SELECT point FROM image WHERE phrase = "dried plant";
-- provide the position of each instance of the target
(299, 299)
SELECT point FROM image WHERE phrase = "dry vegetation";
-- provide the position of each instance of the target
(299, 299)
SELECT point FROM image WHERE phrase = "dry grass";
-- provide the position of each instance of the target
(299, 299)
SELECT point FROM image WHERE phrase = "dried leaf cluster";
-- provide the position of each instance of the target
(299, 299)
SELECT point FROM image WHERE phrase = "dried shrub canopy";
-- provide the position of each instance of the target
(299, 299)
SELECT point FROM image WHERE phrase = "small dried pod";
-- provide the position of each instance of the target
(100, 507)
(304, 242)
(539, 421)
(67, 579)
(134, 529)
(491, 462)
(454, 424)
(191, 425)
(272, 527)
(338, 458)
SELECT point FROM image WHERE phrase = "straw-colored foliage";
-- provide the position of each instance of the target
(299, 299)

────────────────

Go through the material above line by line and copy it exactly.

SELECT point FROM image WHERE phrase = "dried plant";
-- provide the position of each instance of the target
(299, 299)
SELECT point FROM image WHERE phrase = "dry vegetation";
-- provide the position of each instance of the target
(299, 299)
SELECT point FROM image WHERE phrase = "dry grass";
-- provide the position of each instance of the target
(299, 299)
SELECT point FROM image WHERE phrase = "dried leaf cluster";
-- provide the position of each instance of the target
(299, 299)
SELECT point FROM image WHERE phrase = "dried shrub canopy";
-- provide the position of each instance of the target
(299, 299)
SELECT point FROM image WHERE phrase = "small dried pod";
-- provide the position of each instance of the target
(100, 507)
(304, 242)
(539, 421)
(67, 579)
(134, 529)
(491, 462)
(454, 424)
(191, 425)
(272, 527)
(338, 458)
SELECT point FROM image WHERE phrase = "straw-colored foliage";
-- provide the position of each instance of the target
(299, 299)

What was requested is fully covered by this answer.